* **Extracted information**
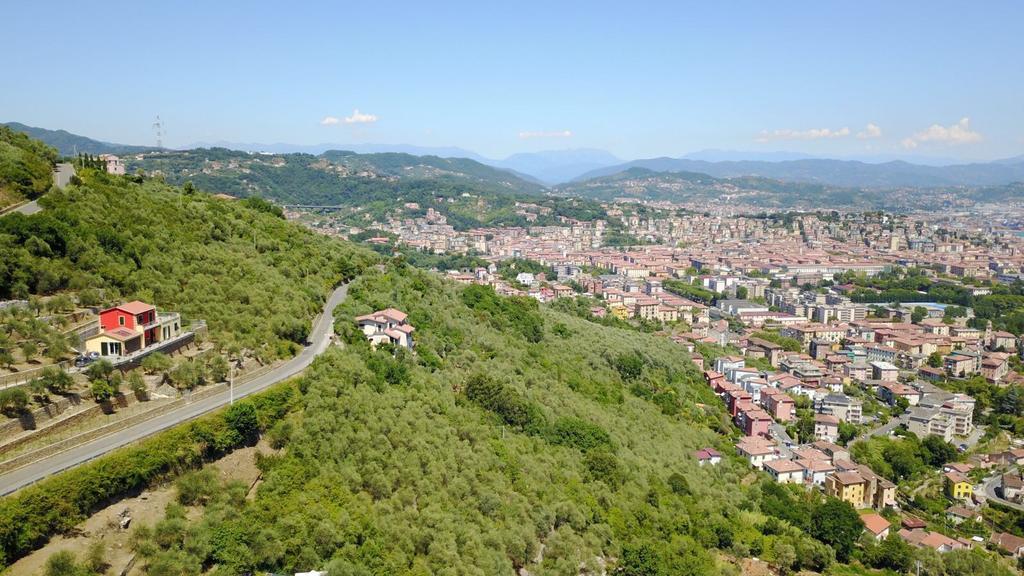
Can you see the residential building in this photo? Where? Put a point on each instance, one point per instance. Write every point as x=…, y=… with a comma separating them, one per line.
x=884, y=371
x=876, y=525
x=387, y=326
x=957, y=486
x=784, y=471
x=845, y=408
x=757, y=453
x=847, y=486
x=114, y=164
x=130, y=327
x=825, y=427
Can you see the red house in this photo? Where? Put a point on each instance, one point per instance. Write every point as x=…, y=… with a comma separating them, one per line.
x=131, y=327
x=735, y=399
x=778, y=404
x=135, y=316
x=754, y=421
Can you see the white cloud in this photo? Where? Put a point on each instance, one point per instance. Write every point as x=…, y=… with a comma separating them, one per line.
x=872, y=130
x=957, y=133
x=360, y=118
x=546, y=134
x=811, y=134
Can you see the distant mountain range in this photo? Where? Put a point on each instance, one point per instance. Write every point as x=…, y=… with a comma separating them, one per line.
x=548, y=167
x=71, y=145
x=837, y=172
x=554, y=167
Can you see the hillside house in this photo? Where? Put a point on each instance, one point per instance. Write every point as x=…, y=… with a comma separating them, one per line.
x=387, y=327
x=784, y=471
x=115, y=165
x=825, y=427
x=132, y=327
x=877, y=526
x=847, y=486
x=957, y=486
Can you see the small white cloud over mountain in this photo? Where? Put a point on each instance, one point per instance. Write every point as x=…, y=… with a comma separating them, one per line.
x=958, y=133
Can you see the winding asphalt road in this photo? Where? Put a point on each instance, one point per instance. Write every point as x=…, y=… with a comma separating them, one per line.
x=989, y=486
x=320, y=338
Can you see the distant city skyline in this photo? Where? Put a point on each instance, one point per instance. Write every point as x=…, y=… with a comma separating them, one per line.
x=913, y=80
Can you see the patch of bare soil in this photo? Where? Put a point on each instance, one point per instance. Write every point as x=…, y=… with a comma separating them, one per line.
x=146, y=508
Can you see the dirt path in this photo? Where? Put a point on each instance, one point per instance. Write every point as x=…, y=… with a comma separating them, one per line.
x=144, y=508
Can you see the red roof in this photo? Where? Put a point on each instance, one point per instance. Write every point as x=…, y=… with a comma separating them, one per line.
x=135, y=306
x=875, y=524
x=122, y=334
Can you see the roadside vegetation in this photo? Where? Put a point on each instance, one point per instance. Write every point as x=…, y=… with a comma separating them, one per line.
x=255, y=279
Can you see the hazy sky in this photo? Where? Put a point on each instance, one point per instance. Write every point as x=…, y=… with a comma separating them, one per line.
x=639, y=79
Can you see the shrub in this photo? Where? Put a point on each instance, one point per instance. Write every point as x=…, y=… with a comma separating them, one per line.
x=604, y=466
x=56, y=380
x=13, y=401
x=241, y=417
x=157, y=362
x=102, y=391
x=505, y=402
x=579, y=434
x=54, y=505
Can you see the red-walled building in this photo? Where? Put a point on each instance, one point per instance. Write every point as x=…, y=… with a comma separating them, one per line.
x=135, y=316
x=130, y=327
x=778, y=404
x=735, y=399
x=754, y=421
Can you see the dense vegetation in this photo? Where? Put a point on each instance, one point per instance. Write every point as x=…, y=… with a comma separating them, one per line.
x=55, y=505
x=256, y=279
x=515, y=438
x=500, y=445
x=373, y=186
x=26, y=166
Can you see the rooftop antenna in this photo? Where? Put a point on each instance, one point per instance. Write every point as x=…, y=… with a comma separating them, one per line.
x=158, y=128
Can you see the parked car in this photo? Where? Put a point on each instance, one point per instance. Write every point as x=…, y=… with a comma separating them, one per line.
x=86, y=359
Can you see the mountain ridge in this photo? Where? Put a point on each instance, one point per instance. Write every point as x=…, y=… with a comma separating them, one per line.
x=895, y=173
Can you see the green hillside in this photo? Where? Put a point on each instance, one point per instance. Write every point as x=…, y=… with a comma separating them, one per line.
x=68, y=144
x=26, y=167
x=515, y=438
x=256, y=279
x=692, y=187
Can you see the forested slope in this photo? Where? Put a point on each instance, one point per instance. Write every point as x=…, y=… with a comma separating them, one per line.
x=26, y=166
x=515, y=438
x=371, y=187
x=255, y=278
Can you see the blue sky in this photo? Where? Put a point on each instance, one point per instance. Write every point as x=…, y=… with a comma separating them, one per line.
x=639, y=79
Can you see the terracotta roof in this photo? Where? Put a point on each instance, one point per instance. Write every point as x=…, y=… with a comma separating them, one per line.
x=122, y=334
x=783, y=466
x=134, y=306
x=876, y=524
x=848, y=478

* **What is needed**
The listing above is to be retyped word for word, with the pictures omitted.

* **Answer to this exercise**
Can you see the residential building in this photo? Where? Put a point on each instance, one point per instance. Write every point as x=…, y=… with a comma separating them, one per line.
x=884, y=371
x=876, y=525
x=387, y=326
x=957, y=486
x=784, y=471
x=845, y=408
x=757, y=453
x=847, y=486
x=114, y=164
x=130, y=327
x=825, y=427
Can you see the red house in this photo? Where? Put a point on each instance, one point per instance. Write every point as x=…, y=… with a comma separating them, one per line.
x=131, y=327
x=735, y=399
x=778, y=404
x=135, y=316
x=754, y=421
Can you see the white cloud in this photo? Where? Put a point on each instance, one point per instance. Write every point as x=…, y=… with a comma separating them, one per line.
x=872, y=130
x=957, y=133
x=360, y=118
x=546, y=134
x=811, y=134
Can you see the distant mountain range in this photo? Where? Put a point on each instance, one point per instance. Write every point as x=…, y=… with a comma separating them, one per line.
x=548, y=167
x=71, y=145
x=837, y=172
x=554, y=167
Can you see the hillside house in this photo? Where? Put a point on each instance, one point per instance. Write every point as x=…, y=… with a comma separating them, one per line.
x=387, y=327
x=784, y=471
x=115, y=165
x=825, y=427
x=132, y=327
x=877, y=526
x=847, y=486
x=957, y=486
Can you see the small white cloud over mountain in this photo? Where? Put a point on each instance, one point per instance. Write every point as x=…, y=… with a comma separating them, one per line.
x=958, y=133
Can you see the winding asphalt road in this photo? Where? Put a point on each instance, one point per instance. Write every point as x=…, y=… with a comma separating them, one per line.
x=989, y=486
x=320, y=338
Can you see the distant city skyline in this photo? Where? Put a point on each instance, one point per instance. Write every point as x=…, y=… with a comma separating them, one per line.
x=913, y=80
Can you see the patch of bare soil in this photo? Where? Put a point on each instance, one point per instance. Write every point as x=…, y=… with a comma separating them, one per line.
x=146, y=508
Can you see the dirt path in this photo? Where? Put a point on each instance, one point per instance. Write every point as x=…, y=… with a comma separating them, one per line.
x=144, y=508
Can you see the red roof in this photo? Where? Put a point on each instance, one point per instance. Write every point as x=…, y=… with a comma separating them, one per line.
x=135, y=306
x=875, y=524
x=122, y=334
Can you see the roadside vegetation in this photo? Where? Put a point on each instance, one point per instance. Write every point as x=…, y=… with a comma separating them, one per line.
x=255, y=279
Can you see the hazy sky in this photo? Where? Put a point on each instance, one point per instance. Write every point as x=…, y=… with a comma separating them, one per line.
x=639, y=79
Can you see the shrub in this photo? Where? Put a point on each instance, one point per instance. Write every point as x=…, y=… with a comma separating them, one per line.
x=604, y=466
x=56, y=380
x=13, y=401
x=241, y=417
x=157, y=362
x=102, y=391
x=505, y=402
x=579, y=434
x=54, y=505
Can you see the red-walled building in this photo? Where? Put a point on each instance, one point per instance. Write every point as x=…, y=… with a comma separating them, one per line.
x=135, y=316
x=130, y=327
x=778, y=404
x=735, y=399
x=754, y=421
Can you see the dense vegetation in this photo? Where? Put a point on each instance, one point per instance. Write every point as x=…, y=… with a comma separating them, one per line.
x=55, y=505
x=256, y=279
x=515, y=438
x=500, y=445
x=373, y=186
x=26, y=166
Can you see the rooftop antenna in this photo? Where? Put a point on each instance, one point per instance. Write every point as x=…, y=… with a comma separating them, one per line.
x=158, y=128
Can you see the parked car in this photo? Where? Put a point on each instance, one point per instance. Write every point as x=…, y=… with a comma separating them, one per line.
x=86, y=359
Can you see the mountain ridge in this photo? Where? Put a point on each instance, one point per instance. Write every point as x=…, y=… with a comma separating them, one per line.
x=895, y=173
Can you see the green hillside in this photo? Where? Put a point on each instance, one point per instance. Write every point as x=…, y=… with a comma separating them, one per line.
x=68, y=144
x=26, y=167
x=515, y=438
x=256, y=279
x=692, y=187
Can you see the forested slope in this photo? Where? Put a point on each instance, one point per instance. Write every point as x=…, y=… with a comma separating them, one per line.
x=26, y=166
x=515, y=438
x=371, y=187
x=255, y=278
Can you see the blue sky in this photo? Where? Put a point on each instance, one point per instance. Write every point as x=…, y=… with a comma separating them, one per line.
x=639, y=79
Can you see the terracotta roof in this photo? Where? Put a point on each instance, one point per instance. Write every point as x=…, y=… with a comma separating them, one per line.
x=122, y=334
x=783, y=466
x=134, y=306
x=876, y=524
x=848, y=478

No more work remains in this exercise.